**Task instructions**:
[1] According to the trading-signal write-up, what AUC score must the LightGBM ranker reach before it ships to production?
[2] Carry on the trading-signal write-up from the point where its last sentence ends.

======== Given text ========

Retail traders are flooded with signals and starved of context. Almost none come with a stated confidence, an entry/exit reference, or any honesty about how the number was derived. The bet was narrow and falsifiable: within a few liquid sectors, short-horizon statistical patterns recur often enough to surface intraday, and a trader will pay for them if every signal ships with its own win rate and an execution reference.

Scope was deliberately narrowed to three sectors — Technology, Consumer Cyclical, Communication Services — where the model showed the most consistent behaviour, rather than claiming whole-market coverage. Narrow-but-honest beat broad-but-vague.

The system

An hourly pipeline ran during market hours and produced signals six times a day, each analysing that hour's completed 30-minute bar:

  • Collect — hourly price, index, and commodity bars plus intraday 5-minute data, pulled from a market-data API into PostgreSQL.
  • Engineer features — layered context tables: price context, market context, intraday context, and cross-asset ratio context, each computed as its own stage with explicit dependency ordering.
  • Generate & rank — a heuristic discovery layer proposes candidate signals; a LightGBM ranker scores them. The ranker only ships to production behind an AUC ≥ 0.70 deploy gate, and is retrained weekly.
  • Attach guidance — each signal gets an entry reference, an empirically-derived exit target, an expected return, and a 2-hour horizon.
  • Deliver — written to the API's database and pushed to Discord, fronted by a Cloudflare Worker doing auth, rate-limit, and response caching at the edge.

How the win rate was actually computed

This is the part that mattered most, because it's where most signal products quietly overstate. Every signal carried a win_rate_type declaring how trustworthy its own number was:

  • per_symbol — individually validated for that symbol and pattern with ≥10 samples. Highest confidence.
  • all_symbol — symbol-specific but below the eligibility threshold.
  • pooled — a signal-level average across symbols, where the symbol itself wasn't individually validated. Explicitly flagged as lower confidence, because real per-symbol performance can diverge substantially.

A consumer could filter on win_rate_type == "per_symbol" to take only individually-validated signals. In practice most live signals were per_symbol, with pooled reserved as a flagged minority fallback. Surfacing the provenance of a number — instead of just the number — is the difference between a statistic and a sales pitch.

Expected return, honestly bounded

Expected return wasn't a model fantasy. It was the signal type's empirical 2.5-hour paper-forward return over the trailing 90 days, refreshed weekly, clipped to a 0.3%–1.5% band and defaulting to 0.5% when a signal type had fewer than 30 samples. The exit target was simply entry × (1 + expected_return) — a reference, not a promise. Bounding and defaulting like this kept thin-sample signal types from emitting absurd targets.

Supporting models & monitoring

  • A separate execution-score model and a weekly exit-target recompute kept guidance calibrated to recent price behaviour.
  • A daily health monitor watched for distribution shift, paper-vs-actual win-rate gap, and coverage drops, with a one-flag rollback path for the ranker.
  • Signal outcomes were labelled hourly into a dataset that fed the next retrain — a closed loop from prediction to outcome to model.

======== Stored rows ========

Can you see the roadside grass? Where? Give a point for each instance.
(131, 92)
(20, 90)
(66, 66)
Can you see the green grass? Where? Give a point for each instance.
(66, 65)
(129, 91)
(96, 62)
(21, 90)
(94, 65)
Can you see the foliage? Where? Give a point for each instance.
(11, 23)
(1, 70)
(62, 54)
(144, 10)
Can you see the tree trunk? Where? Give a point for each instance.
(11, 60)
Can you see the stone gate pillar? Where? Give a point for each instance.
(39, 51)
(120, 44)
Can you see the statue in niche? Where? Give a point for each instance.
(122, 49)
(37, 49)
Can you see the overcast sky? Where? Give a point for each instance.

========

**Task answers**:
[1] An AUC of at least 0.70.

[2]
Product decisions

API-first, with tiering that mapped to real cost and risk

The product was the API; the website was just a storefront. Three tiers — Free, Pro ($99/mo), Pro Max ($249/mo) — but the tier boundaries weren't arbitrary feature-gating. They tracked conviction and operational cost:

  • Free saw one signal a day from the first market hour — enough to evaluate the data, not enough to run on.
  • Higher tiers got more signals per hour, proportionally sampled across win-rate buckets so a paying user saw a representative spread, not just the cherry-picked top.
  • Pro Max unlocked the genuinely expensive-to-serve parts: live preflight checks (price drift vs. entry, intraday range position, relative volume) fetched at request time, plus a precise horizon-end timestamp and same-day lookback.

Instrumentation built for the question that matters

GA4 was wired to the authenticated api_users.id, so behaviour could be joined across anonymous landing, sign-up, and authenticated API use — the only way to actually answer "which acquisition path produces users who keep calling the API." Building the measurement before the marketing was a deliberate choice.

The full operational surface

It ran like a real service: JWT sessions, tiered API keys (isk_{tier}_{random}), per-IP registration limits and login lockouts, RFC 7807 error bodies, security headers on every response, a status page, and legal docs. Billing ran through Whop as a merchant of record — a deliberate choice to offload US sales-tax and EU VAT compliance onto the MoR rather than registering for tax collection across jurisdictions directly. None of this is glamorous; all of it is what "shipped" actually means.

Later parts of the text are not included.